The exercise:
Copy out every row below, swapping "minimal padding" for "little padding" wherever it occurs and keeping everything else the same.

Records shown:
• • • • •

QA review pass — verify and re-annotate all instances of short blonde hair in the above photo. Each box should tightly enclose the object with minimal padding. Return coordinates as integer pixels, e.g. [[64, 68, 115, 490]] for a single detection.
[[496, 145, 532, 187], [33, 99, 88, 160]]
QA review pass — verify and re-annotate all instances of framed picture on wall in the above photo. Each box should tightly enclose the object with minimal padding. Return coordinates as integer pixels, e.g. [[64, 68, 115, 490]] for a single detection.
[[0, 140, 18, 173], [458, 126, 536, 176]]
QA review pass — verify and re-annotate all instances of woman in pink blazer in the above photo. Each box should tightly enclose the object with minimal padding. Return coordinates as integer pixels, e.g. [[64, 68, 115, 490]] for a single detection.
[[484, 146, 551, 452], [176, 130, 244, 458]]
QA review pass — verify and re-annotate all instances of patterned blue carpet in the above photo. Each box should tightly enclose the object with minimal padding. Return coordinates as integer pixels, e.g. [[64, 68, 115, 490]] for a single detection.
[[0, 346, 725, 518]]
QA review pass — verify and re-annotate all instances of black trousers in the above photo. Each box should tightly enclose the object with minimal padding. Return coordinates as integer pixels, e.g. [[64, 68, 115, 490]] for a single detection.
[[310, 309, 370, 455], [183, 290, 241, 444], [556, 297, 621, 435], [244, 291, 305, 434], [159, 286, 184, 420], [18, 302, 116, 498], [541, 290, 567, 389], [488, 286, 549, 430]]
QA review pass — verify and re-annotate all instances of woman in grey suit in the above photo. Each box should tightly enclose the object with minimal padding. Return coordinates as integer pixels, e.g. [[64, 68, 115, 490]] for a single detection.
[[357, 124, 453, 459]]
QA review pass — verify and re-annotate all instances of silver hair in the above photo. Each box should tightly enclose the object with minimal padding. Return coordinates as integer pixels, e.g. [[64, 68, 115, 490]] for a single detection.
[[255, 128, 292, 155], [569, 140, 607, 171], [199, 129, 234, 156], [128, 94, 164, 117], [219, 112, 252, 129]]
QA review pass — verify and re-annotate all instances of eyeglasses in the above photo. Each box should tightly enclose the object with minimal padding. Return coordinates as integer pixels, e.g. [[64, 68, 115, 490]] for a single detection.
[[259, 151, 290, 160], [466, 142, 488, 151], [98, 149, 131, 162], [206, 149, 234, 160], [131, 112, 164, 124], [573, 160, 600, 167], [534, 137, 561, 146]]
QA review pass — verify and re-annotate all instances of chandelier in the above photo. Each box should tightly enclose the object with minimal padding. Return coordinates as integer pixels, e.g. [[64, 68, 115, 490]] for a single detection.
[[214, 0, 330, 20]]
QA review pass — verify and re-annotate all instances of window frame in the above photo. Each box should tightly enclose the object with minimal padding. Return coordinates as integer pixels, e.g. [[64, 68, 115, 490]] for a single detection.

• • • • •

Answer to the exercise:
QA review pass — verify and re-annotate all instances of short blonde hair in the above photo. Each box should tightly enclose the object with little padding. Return coordinates as integer pixels, e.g. [[64, 68, 115, 490]] for a single detection.
[[496, 145, 532, 187], [33, 99, 88, 160]]
QA review pass — verify and re-annotate all instances of framed picture on wall in the above photo. Each box should tightly enclose the object with little padding. Return coordinates as integer pixels, e.g. [[64, 68, 115, 490]] for a single detection.
[[0, 140, 18, 173], [458, 126, 536, 176]]
QA review pass — verify and re-annotate all instances of woman in pink blazer in the above photo. Each box should tightly enclose the object with little padding. Return coordinates as integer pixels, e.g. [[64, 68, 115, 490]] for a single detection.
[[484, 146, 551, 452], [176, 130, 244, 458]]
QA review pass — verify and re-annotate all instances of patterned blue carpet in the above photo. Each box should tightly enclose the object with little padding. Return coordinates as integer pixels, e.g. [[64, 68, 115, 490]] for a single detection.
[[0, 346, 725, 518]]
QA review pass — verify and re-annotate all instances of black trousers in the above photo. Each box should tightly enclose the object with little padding. Return coordinates as integer pixels, e.g. [[64, 68, 115, 490]] for a single detection.
[[310, 309, 370, 455], [183, 290, 241, 444], [556, 297, 621, 435], [244, 291, 305, 434], [159, 286, 184, 420], [18, 302, 116, 498], [541, 290, 567, 389], [488, 286, 549, 430]]
QA review pass — verify and re-annotate all instances of woman in grey suit in the above photo. Each box should tightly enclose the object with little padding. Return coordinates as integer pixels, e.g. [[64, 68, 115, 490]] for a single detection.
[[357, 124, 453, 459]]
QA review pass — verify and re-annotate all instances of silver hair in the above photo. Each box should tightly enclose the object with little padding. Return coordinates as integer pixels, e.g. [[64, 68, 115, 490]] for a single detection.
[[255, 128, 292, 155], [569, 140, 607, 171], [199, 129, 234, 156], [128, 94, 164, 117], [219, 112, 252, 129]]
QA review pass — verify and re-annotate all instances of eyeglasses in the above photo. Each box should tightly enclose the object with little padding. Return coordinates as integer pixels, e.g. [[64, 68, 115, 490]] for a single detection.
[[259, 151, 290, 160], [466, 142, 488, 151], [98, 149, 131, 162], [206, 149, 234, 160], [131, 112, 164, 124], [573, 160, 600, 167], [534, 137, 561, 146]]
QA review pass — verify and re-annotate all instances of chandelier in the above photo. Each box should tightly enclose the object with little padding. Return coordinates as integer pixels, e.g. [[64, 68, 115, 490]] for a single detection.
[[214, 0, 330, 20]]
QA review pass — verify and re-annotate all instances of window frame in the above photo. Each box should tightly enclose the object with little padding. Return coordinates as integer pixels, e.g. [[64, 68, 115, 490]] for a single detection.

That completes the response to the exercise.